WHAT YOU SHOULD DO> In the lines below, change each "Target" to "Object" and leave everything else as it is.

----------

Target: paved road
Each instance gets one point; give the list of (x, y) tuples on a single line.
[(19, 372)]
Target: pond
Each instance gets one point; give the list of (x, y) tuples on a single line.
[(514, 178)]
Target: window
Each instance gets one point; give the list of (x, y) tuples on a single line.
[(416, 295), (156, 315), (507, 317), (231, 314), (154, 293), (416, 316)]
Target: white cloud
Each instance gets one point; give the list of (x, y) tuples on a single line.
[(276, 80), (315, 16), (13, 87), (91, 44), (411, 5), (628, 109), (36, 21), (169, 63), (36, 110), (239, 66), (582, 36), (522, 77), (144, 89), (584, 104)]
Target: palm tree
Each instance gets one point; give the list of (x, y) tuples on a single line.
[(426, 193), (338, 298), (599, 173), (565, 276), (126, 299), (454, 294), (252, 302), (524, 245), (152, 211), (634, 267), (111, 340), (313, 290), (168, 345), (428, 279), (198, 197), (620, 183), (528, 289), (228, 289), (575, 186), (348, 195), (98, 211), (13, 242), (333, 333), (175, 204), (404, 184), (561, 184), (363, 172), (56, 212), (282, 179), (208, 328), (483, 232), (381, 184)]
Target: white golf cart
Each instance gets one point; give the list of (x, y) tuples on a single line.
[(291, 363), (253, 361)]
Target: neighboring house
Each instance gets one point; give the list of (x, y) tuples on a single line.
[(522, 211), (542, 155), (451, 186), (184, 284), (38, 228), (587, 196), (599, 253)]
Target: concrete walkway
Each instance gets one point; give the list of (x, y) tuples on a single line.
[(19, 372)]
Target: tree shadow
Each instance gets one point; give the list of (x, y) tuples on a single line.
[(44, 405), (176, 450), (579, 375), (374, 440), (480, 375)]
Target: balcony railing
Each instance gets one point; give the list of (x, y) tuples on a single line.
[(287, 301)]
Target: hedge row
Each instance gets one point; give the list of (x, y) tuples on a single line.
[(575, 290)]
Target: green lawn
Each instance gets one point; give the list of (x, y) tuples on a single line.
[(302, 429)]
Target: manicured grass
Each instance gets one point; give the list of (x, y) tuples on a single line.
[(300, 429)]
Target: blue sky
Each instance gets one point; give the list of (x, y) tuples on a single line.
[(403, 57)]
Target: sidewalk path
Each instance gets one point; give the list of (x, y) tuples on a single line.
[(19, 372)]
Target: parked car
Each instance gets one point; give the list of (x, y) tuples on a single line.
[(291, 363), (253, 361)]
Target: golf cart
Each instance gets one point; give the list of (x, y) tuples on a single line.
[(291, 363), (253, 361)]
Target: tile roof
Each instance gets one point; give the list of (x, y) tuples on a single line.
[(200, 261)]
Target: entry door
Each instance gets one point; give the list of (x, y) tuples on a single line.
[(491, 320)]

----------

RESPONSE>
Object: paved road
Each instance gets one point; give the list of (x, y) tuples on a single line.
[(19, 372)]
Object: pond
Each instance gets one point; give the list of (x, y) tuples on a single line.
[(514, 178)]
Object: window
Each instance gets one point; give the list of (x, y) tuples on a single line.
[(416, 295), (156, 315), (507, 317), (231, 314), (154, 293), (416, 316)]
Object: white cloud
Each instance gets one point; give the list of (x, y) tuples on a single line.
[(276, 80), (315, 16), (13, 87), (91, 44), (411, 5), (628, 109), (36, 21), (169, 63), (36, 110), (239, 66), (582, 36), (522, 77), (144, 89), (584, 104)]
Object: palm tree
Each instance gets one point; give the list of (x, y) tuples on a single line.
[(426, 193), (338, 298), (599, 173), (565, 276), (126, 299), (454, 294), (252, 302), (524, 245), (152, 211), (634, 267), (111, 340), (313, 290), (168, 345), (428, 279), (198, 197), (620, 183), (528, 289), (228, 289), (575, 186), (348, 195), (98, 211), (13, 242), (333, 333), (175, 204), (404, 184), (561, 184), (363, 172), (56, 212), (282, 179), (208, 328), (483, 232), (381, 184)]
Object: white golf cart
Each instance gets one point; give the list of (x, y) tuples on a single line.
[(291, 363), (253, 361)]
Object: neighboring house
Each instance gets one point; give the list of (x, y) tuples on a single line.
[(522, 211), (542, 155), (451, 186), (184, 284), (38, 228), (587, 196), (599, 253)]
Object: concrete walkway
Each instance gets one point; give the list of (x, y) tuples on a single line.
[(19, 372)]
Object: tree shadow
Each instance gets one point; give the list of (x, y) tuples on a single line.
[(44, 405), (176, 450), (579, 375), (374, 440), (480, 375)]
Object: balcony railing
Each instance gets one point; give the list of (x, y) tuples on a single line.
[(287, 301)]
Object: hedge row
Each instance gets one point; give the list of (x, y) tuples on a single line.
[(575, 290)]
Object: green lawn
Each instance gets one point; give the list of (x, y) tuples on a single line.
[(302, 429)]
Object: manicured grass
Each instance gets one point; give the list of (x, y) tuples on a single line.
[(300, 429)]
Object: blue sky
Each instance gets one point; give the list of (x, y) tuples on a single line.
[(403, 57)]
Object: sidewalk path
Each instance gets one point; give the list of (x, y) tuples on a single line.
[(19, 372)]
Object: parked car
Each instance gets one point; give the list of (x, y) tuples on a single line.
[(291, 363), (253, 361)]
Object: golf cart
Each instance gets one point; give the list of (x, y) tuples on a single line.
[(291, 363), (253, 361)]
Object: tile roof
Each instance gets one point; give the list of (x, y) tuples on a single line.
[(200, 261)]
Object: entry door
Each instance gets one point; give the list of (x, y) tuples on a single line.
[(491, 320)]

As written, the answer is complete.